-- Begin --
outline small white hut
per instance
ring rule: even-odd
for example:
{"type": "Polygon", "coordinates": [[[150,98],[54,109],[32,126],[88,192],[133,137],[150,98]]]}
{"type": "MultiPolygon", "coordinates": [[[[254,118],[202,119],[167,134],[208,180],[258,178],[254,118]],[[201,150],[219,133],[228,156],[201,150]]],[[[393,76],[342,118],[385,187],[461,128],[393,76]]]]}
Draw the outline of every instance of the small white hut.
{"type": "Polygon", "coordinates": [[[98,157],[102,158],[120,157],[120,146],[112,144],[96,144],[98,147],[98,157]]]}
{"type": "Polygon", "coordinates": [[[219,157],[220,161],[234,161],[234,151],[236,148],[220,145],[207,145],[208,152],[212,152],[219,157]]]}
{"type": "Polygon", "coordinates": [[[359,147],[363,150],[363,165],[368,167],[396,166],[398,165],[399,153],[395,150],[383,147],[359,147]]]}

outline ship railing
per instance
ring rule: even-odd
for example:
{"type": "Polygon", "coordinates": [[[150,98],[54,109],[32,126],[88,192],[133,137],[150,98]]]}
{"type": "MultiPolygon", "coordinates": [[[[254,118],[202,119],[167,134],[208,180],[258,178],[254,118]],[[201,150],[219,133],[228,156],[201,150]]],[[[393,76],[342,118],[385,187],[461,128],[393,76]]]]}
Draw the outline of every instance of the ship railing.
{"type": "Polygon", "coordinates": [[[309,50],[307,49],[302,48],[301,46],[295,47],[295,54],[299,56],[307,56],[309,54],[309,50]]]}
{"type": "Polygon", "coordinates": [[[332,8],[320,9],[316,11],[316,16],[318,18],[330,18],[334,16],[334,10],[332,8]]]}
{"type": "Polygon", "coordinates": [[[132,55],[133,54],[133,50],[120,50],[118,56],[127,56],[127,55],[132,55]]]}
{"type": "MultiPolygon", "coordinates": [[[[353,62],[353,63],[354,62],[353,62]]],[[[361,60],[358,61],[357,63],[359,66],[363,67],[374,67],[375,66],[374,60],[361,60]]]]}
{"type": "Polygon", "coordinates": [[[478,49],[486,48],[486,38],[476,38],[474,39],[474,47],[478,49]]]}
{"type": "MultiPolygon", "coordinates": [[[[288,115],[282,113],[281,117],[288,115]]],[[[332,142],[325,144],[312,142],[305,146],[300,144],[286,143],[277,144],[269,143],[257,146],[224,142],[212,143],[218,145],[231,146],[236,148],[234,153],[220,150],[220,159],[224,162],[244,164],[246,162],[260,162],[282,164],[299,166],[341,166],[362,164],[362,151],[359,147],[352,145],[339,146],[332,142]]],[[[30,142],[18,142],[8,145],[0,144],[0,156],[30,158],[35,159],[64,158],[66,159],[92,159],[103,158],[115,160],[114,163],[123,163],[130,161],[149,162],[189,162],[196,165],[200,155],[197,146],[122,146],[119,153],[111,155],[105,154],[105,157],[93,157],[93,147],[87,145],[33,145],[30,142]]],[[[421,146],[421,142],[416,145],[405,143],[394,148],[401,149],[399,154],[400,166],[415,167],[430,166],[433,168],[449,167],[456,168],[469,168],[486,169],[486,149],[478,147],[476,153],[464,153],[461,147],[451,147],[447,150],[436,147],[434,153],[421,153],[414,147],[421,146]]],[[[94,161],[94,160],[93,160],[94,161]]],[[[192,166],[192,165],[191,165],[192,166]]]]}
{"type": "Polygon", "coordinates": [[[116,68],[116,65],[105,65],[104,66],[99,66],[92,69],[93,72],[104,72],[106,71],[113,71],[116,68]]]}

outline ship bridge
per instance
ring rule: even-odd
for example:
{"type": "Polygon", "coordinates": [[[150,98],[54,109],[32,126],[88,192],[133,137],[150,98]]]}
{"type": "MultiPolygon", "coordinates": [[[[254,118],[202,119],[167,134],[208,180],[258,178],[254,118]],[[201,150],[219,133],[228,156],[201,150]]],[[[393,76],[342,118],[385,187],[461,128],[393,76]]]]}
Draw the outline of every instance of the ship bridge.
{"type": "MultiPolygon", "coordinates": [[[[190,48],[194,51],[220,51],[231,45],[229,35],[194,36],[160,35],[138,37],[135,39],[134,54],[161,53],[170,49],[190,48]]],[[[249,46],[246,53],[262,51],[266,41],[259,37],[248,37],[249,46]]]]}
-- End --
● **TASK DETAILS**
Rewrite all the items above, changing each "ring rule" to "fill rule" and leaving every other line as it is.

● **RIGHT ANSWER**
outline small white hut
per instance
fill rule: even-odd
for example:
{"type": "Polygon", "coordinates": [[[150,98],[54,109],[32,126],[88,192],[133,137],[150,98]]]}
{"type": "MultiPolygon", "coordinates": [[[[254,118],[202,119],[167,134],[208,180],[258,178],[254,118]],[[201,150],[219,133],[228,156],[201,150]]],[[[393,76],[342,118],[385,187],[461,128],[393,76]]]]}
Draw the outline of every instance of the small white hut.
{"type": "Polygon", "coordinates": [[[98,157],[102,158],[120,157],[120,146],[112,144],[96,144],[98,147],[98,157]]]}
{"type": "Polygon", "coordinates": [[[219,157],[220,161],[234,161],[234,151],[236,148],[220,145],[207,145],[208,152],[212,152],[219,157]]]}
{"type": "Polygon", "coordinates": [[[359,147],[363,150],[363,165],[368,167],[396,166],[398,165],[399,153],[395,150],[383,147],[359,147]]]}

outline ship railing
per instance
fill rule: even-odd
for example:
{"type": "Polygon", "coordinates": [[[150,98],[54,109],[32,126],[88,192],[133,137],[150,98]]]}
{"type": "MultiPolygon", "coordinates": [[[[254,118],[202,119],[167,134],[208,180],[258,178],[254,118]],[[201,150],[219,133],[228,156],[201,150]]],[[[393,76],[342,118],[385,187],[461,128],[393,76]]]]}
Draw the outline of every instance of the ship railing.
{"type": "Polygon", "coordinates": [[[309,50],[307,49],[302,48],[301,46],[295,47],[295,54],[299,56],[307,56],[309,54],[309,50]]]}
{"type": "Polygon", "coordinates": [[[332,8],[320,9],[316,11],[316,16],[318,18],[330,18],[334,16],[334,10],[332,8]]]}
{"type": "Polygon", "coordinates": [[[132,55],[133,54],[133,50],[120,50],[118,56],[127,56],[127,55],[132,55]]]}
{"type": "MultiPolygon", "coordinates": [[[[353,62],[353,63],[354,62],[353,62]]],[[[361,60],[358,61],[357,63],[359,66],[363,67],[374,67],[375,66],[374,60],[361,60]]]]}
{"type": "Polygon", "coordinates": [[[478,49],[486,48],[486,38],[476,38],[474,39],[474,47],[478,49]]]}
{"type": "MultiPolygon", "coordinates": [[[[288,115],[282,113],[281,117],[288,115]]],[[[332,142],[325,144],[312,142],[305,146],[300,144],[286,143],[277,144],[269,143],[257,146],[224,142],[212,143],[218,145],[231,146],[236,148],[234,153],[220,150],[220,159],[224,162],[244,164],[246,162],[260,162],[282,164],[299,166],[341,166],[362,164],[362,151],[359,147],[352,145],[339,146],[332,142]]],[[[30,142],[18,142],[8,145],[0,144],[0,156],[30,158],[35,159],[64,158],[66,159],[92,159],[103,158],[115,160],[114,163],[123,163],[130,161],[149,162],[189,162],[196,165],[200,155],[197,146],[122,146],[119,153],[111,155],[105,154],[105,157],[93,157],[93,147],[87,145],[33,145],[30,142]]],[[[421,146],[421,142],[416,145],[405,143],[394,148],[401,149],[399,154],[400,166],[415,167],[430,166],[433,168],[449,167],[456,168],[469,168],[486,169],[486,149],[478,147],[476,153],[464,153],[461,147],[451,147],[447,150],[436,147],[434,153],[421,153],[414,147],[421,146]]],[[[94,161],[94,160],[93,160],[94,161]]],[[[192,166],[192,165],[191,165],[192,166]]]]}
{"type": "Polygon", "coordinates": [[[116,68],[116,65],[105,65],[104,66],[99,66],[92,69],[93,72],[104,72],[106,71],[113,71],[116,68]]]}

outline ship bridge
per instance
fill rule: even-odd
for example:
{"type": "Polygon", "coordinates": [[[150,98],[54,109],[32,126],[88,192],[133,137],[150,98]]]}
{"type": "MultiPolygon", "coordinates": [[[[254,118],[202,119],[167,134],[208,180],[258,178],[254,118]],[[201,150],[219,133],[228,156],[201,150]]],[[[393,76],[342,118],[385,187],[461,128],[393,76]]]]}
Draw the outline of every instance of the ship bridge.
{"type": "MultiPolygon", "coordinates": [[[[190,48],[194,51],[220,51],[231,45],[229,35],[194,36],[160,35],[138,37],[135,39],[134,54],[161,53],[170,49],[190,48]]],[[[249,46],[246,53],[262,51],[266,41],[259,37],[248,37],[249,46]]]]}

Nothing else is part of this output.